** DOCUMENT TEXT **

Cancer might not be so difficult to kill if it didn't have the terrifying ability to spread throughout the body. Now, researchers at EPFL, the University of Bern and the Swiss Institute of Bioinformatics have discovered a particular protein signaling pathway that controls whether a tumor can spread or not, making it a good target for future drugs.
The research focused on a cell receptor called ALK7, studying its role in mice with breast cancer or pancreatic neuroendocrine tumors. The team discovered that when activated by the protein activin B, ALK7 triggers a signaling pathway that can kill cancer cells through the process of apoptosis, as well as suppressing metastasis, and preventing new tumors from forming (tumoriogensis).
Never one to give up, cancer often overcomes this barrier by downregulating either activin B, ALK7, or both. Indeed, in their tests the researchers found that blocking ALK7 did allow the cancer cells to survive and spread through the body.

** DIRECTIONS **
(1) According to the passage about ALK7, which protein activates the ALK7 receptor?
(2) Decide whether each statement agrees with the passage about ALK7, and support each yes or no with the deciding words quoted from it: (a) The study looked at mice with breast cancer or pancreatic neuroendocrine tumors. (b) Blocking ALK7 kept the cancer cells from spreading. (c) The discovery was made only by researchers at EPFL.
(3) Reproduce word for word the stretch of the passage about ALK7 from "Cancer might not" through "for future drugs.".
The entries that follow were drawn from a separate source.

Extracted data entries
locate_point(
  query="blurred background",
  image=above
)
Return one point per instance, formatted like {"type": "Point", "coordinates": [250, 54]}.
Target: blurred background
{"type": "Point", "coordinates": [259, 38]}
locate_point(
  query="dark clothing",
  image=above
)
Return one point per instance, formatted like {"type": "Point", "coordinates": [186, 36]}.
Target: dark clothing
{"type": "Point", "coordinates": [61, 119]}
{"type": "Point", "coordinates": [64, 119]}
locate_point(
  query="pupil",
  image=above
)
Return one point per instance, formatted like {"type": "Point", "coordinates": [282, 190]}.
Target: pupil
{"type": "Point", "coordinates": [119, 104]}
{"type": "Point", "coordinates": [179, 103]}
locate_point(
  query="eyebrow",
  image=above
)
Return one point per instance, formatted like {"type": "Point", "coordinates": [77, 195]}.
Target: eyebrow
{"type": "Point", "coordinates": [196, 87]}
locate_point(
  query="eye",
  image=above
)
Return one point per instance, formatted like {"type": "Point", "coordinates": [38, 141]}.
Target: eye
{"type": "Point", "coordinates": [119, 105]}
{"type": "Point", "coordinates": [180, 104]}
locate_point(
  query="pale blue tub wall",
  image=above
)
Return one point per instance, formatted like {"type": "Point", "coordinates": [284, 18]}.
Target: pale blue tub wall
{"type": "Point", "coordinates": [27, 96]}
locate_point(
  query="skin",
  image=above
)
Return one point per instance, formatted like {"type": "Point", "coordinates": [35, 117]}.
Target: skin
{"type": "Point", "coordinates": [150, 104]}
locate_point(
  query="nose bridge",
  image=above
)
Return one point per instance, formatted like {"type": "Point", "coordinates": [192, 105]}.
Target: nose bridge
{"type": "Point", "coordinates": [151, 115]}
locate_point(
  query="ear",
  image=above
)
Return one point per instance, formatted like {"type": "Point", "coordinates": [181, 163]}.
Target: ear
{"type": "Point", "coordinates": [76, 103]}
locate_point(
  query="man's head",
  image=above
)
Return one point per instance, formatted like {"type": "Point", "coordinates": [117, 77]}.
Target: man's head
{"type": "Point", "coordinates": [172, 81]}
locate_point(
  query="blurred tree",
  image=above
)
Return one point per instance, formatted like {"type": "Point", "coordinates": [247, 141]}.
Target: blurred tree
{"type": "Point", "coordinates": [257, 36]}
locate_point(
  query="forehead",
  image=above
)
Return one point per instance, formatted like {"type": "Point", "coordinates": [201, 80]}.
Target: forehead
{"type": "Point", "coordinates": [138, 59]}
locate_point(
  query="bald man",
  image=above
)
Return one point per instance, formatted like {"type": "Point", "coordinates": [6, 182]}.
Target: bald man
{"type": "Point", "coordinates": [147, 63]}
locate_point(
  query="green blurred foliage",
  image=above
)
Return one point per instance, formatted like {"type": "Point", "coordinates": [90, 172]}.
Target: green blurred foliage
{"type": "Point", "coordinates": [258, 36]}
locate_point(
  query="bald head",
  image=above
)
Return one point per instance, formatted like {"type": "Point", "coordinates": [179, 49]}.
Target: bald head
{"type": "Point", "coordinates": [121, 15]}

** LIST OF ANSWERS **
(1) Activin B.

(2)
(a) Yes: "studying its role in mice with breast cancer or pancreatic neuroendocrine tumors."
(b) No: "blocking ALK7 did allow the cancer cells to survive and spread through the body."
(c) No: "researchers at EPFL, the University of Bern and the Swiss Institute of Bioinformatics have discovered a particular protein signaling pathway."

(3)
Cancer might not be so difficult to kill if it didn't have the terrifying ability to spread throughout the body. Now, researchers at EPFL, the University of Bern and the Swiss Institute of Bioinformatics have discovered a particular protein signaling pathway that controls whether a tumor can spread or not, making it a good target for future drugs.